_Activity:_ Wherever a line of the records contains "hazy", copy that line.

Stored data entries
=======
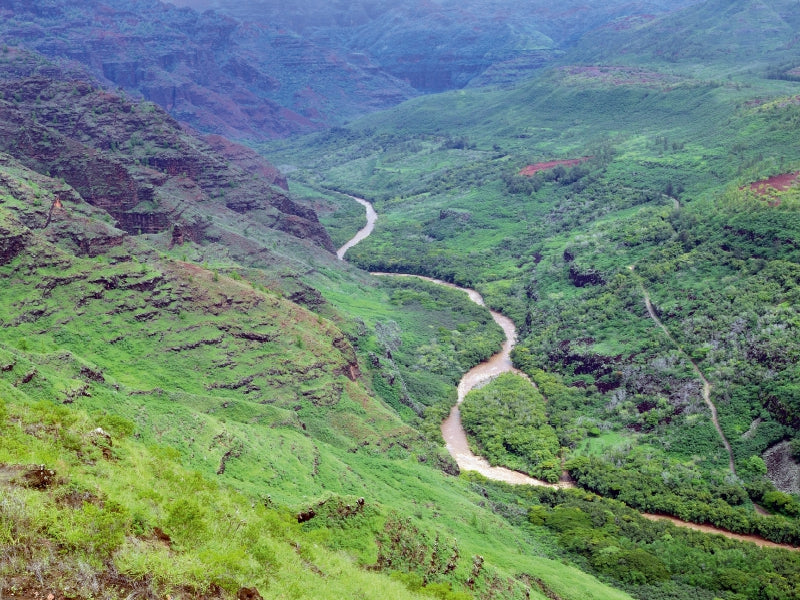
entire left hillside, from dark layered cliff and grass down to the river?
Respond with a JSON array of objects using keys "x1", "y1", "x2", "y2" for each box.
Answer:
[{"x1": 0, "y1": 50, "x2": 644, "y2": 600}]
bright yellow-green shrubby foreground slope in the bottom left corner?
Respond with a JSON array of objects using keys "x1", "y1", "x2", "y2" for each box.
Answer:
[{"x1": 0, "y1": 392, "x2": 438, "y2": 598}]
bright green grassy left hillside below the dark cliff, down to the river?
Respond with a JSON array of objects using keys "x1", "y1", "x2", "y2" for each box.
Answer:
[{"x1": 0, "y1": 156, "x2": 624, "y2": 598}]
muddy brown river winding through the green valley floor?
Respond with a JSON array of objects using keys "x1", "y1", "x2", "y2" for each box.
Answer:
[{"x1": 336, "y1": 196, "x2": 800, "y2": 550}]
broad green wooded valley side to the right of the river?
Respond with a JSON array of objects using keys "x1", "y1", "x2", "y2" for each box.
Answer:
[{"x1": 264, "y1": 41, "x2": 800, "y2": 592}]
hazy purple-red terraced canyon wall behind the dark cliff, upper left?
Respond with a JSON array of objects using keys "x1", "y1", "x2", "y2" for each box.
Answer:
[{"x1": 0, "y1": 0, "x2": 414, "y2": 139}]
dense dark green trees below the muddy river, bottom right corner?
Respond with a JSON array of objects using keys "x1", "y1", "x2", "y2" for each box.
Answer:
[{"x1": 466, "y1": 477, "x2": 800, "y2": 600}]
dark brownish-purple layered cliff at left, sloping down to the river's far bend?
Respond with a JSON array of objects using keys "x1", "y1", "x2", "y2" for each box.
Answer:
[{"x1": 0, "y1": 49, "x2": 334, "y2": 251}]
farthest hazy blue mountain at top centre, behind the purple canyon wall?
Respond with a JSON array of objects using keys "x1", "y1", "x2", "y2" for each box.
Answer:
[{"x1": 170, "y1": 0, "x2": 693, "y2": 93}]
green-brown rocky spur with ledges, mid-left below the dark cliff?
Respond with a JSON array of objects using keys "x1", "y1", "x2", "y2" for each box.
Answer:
[{"x1": 0, "y1": 153, "x2": 366, "y2": 429}]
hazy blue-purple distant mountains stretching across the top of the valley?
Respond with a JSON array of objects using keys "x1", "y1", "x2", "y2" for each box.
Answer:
[{"x1": 0, "y1": 0, "x2": 708, "y2": 141}]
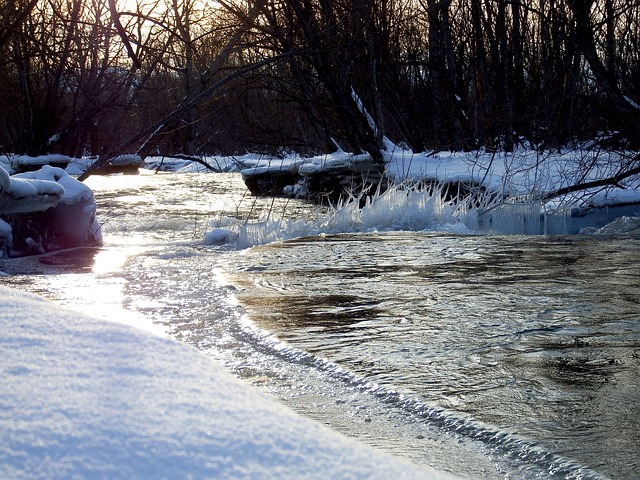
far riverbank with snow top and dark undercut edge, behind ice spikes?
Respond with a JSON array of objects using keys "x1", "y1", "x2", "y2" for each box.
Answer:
[{"x1": 146, "y1": 148, "x2": 640, "y2": 234}]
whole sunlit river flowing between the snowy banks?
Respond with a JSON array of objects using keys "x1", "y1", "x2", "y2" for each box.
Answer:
[{"x1": 0, "y1": 173, "x2": 640, "y2": 479}]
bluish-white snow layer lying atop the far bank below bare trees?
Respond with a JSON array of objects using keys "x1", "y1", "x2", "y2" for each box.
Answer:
[{"x1": 198, "y1": 146, "x2": 640, "y2": 208}]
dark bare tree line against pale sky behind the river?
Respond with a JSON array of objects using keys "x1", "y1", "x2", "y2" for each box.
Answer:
[{"x1": 0, "y1": 0, "x2": 640, "y2": 160}]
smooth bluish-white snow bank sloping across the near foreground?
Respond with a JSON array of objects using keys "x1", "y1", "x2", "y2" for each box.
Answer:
[{"x1": 0, "y1": 287, "x2": 450, "y2": 479}]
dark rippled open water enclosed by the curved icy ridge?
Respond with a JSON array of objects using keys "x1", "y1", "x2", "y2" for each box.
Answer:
[{"x1": 221, "y1": 232, "x2": 640, "y2": 478}]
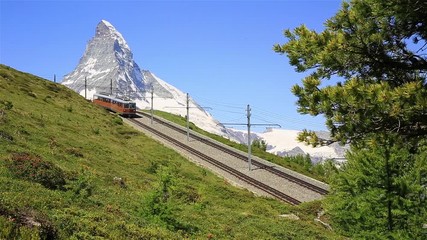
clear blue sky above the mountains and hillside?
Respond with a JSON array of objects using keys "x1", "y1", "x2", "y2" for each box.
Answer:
[{"x1": 0, "y1": 0, "x2": 341, "y2": 131}]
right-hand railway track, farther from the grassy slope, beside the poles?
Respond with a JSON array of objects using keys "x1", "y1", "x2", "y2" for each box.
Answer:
[{"x1": 138, "y1": 112, "x2": 329, "y2": 195}]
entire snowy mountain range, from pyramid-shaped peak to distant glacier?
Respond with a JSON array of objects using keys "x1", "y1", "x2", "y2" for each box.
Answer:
[{"x1": 62, "y1": 20, "x2": 345, "y2": 163}]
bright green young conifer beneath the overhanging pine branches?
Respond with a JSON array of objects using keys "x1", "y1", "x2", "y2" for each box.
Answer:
[{"x1": 326, "y1": 134, "x2": 427, "y2": 239}]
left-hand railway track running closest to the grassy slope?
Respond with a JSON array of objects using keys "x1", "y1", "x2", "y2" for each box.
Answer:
[{"x1": 128, "y1": 118, "x2": 301, "y2": 205}]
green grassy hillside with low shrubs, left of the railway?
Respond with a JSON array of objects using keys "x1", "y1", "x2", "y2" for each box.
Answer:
[{"x1": 0, "y1": 65, "x2": 340, "y2": 239}]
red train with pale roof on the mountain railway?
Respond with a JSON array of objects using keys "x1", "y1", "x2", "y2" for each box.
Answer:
[{"x1": 93, "y1": 93, "x2": 136, "y2": 117}]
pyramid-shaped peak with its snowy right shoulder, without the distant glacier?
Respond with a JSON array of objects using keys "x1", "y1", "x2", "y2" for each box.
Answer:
[{"x1": 62, "y1": 20, "x2": 228, "y2": 136}]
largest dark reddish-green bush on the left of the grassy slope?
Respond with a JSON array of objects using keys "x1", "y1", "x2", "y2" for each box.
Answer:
[{"x1": 6, "y1": 153, "x2": 66, "y2": 189}]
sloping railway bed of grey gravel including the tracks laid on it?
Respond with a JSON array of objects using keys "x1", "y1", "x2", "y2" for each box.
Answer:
[{"x1": 125, "y1": 114, "x2": 329, "y2": 202}]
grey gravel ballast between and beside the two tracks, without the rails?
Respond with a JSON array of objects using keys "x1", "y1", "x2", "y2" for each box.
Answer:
[{"x1": 124, "y1": 116, "x2": 329, "y2": 202}]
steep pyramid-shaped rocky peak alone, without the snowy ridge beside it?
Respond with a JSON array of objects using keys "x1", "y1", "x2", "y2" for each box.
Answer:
[{"x1": 62, "y1": 20, "x2": 146, "y2": 99}]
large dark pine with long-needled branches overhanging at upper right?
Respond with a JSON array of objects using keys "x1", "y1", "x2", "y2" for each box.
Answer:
[{"x1": 274, "y1": 0, "x2": 427, "y2": 145}]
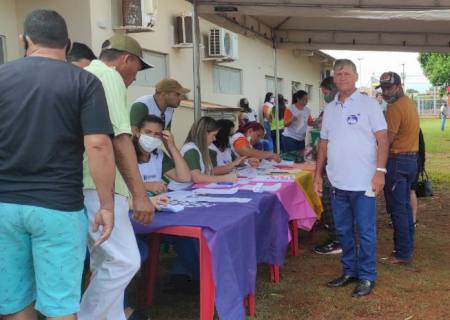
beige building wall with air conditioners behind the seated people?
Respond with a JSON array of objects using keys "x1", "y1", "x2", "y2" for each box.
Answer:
[{"x1": 86, "y1": 0, "x2": 321, "y2": 144}]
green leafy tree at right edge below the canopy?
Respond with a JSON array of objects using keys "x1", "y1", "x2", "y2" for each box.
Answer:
[{"x1": 418, "y1": 53, "x2": 450, "y2": 96}]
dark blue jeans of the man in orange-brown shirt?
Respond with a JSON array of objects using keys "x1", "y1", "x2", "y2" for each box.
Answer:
[{"x1": 384, "y1": 154, "x2": 417, "y2": 260}]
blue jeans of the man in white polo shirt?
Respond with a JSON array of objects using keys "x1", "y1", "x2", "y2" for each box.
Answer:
[{"x1": 331, "y1": 188, "x2": 377, "y2": 281}]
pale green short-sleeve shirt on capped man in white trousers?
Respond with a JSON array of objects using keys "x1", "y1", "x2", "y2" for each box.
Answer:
[{"x1": 83, "y1": 60, "x2": 131, "y2": 197}]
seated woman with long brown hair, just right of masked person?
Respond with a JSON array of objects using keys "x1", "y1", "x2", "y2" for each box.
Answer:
[{"x1": 169, "y1": 117, "x2": 237, "y2": 190}]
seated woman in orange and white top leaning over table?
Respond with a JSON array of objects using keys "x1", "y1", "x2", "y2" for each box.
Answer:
[{"x1": 230, "y1": 122, "x2": 281, "y2": 162}]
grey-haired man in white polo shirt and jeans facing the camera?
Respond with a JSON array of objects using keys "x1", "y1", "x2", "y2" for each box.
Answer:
[{"x1": 314, "y1": 59, "x2": 388, "y2": 297}]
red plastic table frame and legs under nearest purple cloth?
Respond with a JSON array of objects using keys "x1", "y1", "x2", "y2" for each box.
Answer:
[{"x1": 144, "y1": 226, "x2": 255, "y2": 320}]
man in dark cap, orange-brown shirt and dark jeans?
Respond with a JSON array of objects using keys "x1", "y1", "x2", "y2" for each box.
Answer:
[{"x1": 378, "y1": 72, "x2": 420, "y2": 265}]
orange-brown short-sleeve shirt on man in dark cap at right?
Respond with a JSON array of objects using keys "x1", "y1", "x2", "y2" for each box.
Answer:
[{"x1": 386, "y1": 96, "x2": 420, "y2": 153}]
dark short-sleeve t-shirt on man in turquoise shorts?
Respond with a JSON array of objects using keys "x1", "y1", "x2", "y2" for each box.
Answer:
[{"x1": 0, "y1": 57, "x2": 113, "y2": 211}]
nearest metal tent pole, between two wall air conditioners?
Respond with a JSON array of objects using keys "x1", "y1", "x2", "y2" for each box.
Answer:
[{"x1": 192, "y1": 0, "x2": 202, "y2": 121}]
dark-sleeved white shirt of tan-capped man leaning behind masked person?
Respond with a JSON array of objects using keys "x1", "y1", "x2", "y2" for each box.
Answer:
[{"x1": 130, "y1": 95, "x2": 175, "y2": 129}]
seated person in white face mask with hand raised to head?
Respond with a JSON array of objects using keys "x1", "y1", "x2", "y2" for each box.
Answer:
[{"x1": 133, "y1": 115, "x2": 191, "y2": 194}]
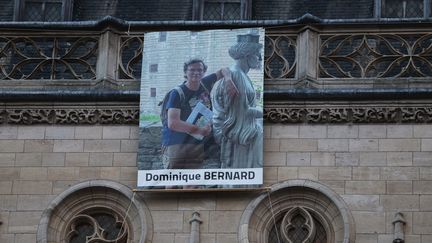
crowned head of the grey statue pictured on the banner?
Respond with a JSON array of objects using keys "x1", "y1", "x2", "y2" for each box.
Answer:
[{"x1": 228, "y1": 30, "x2": 263, "y2": 69}]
=======
_Written solution:_
hazy purple-red terraced canyon wall behind the dark cliff, upper left?
farthest hazy blue mountain at top centre, behind the purple canyon wall?
hazy blue-purple distant mountains stretching across the top of the valley?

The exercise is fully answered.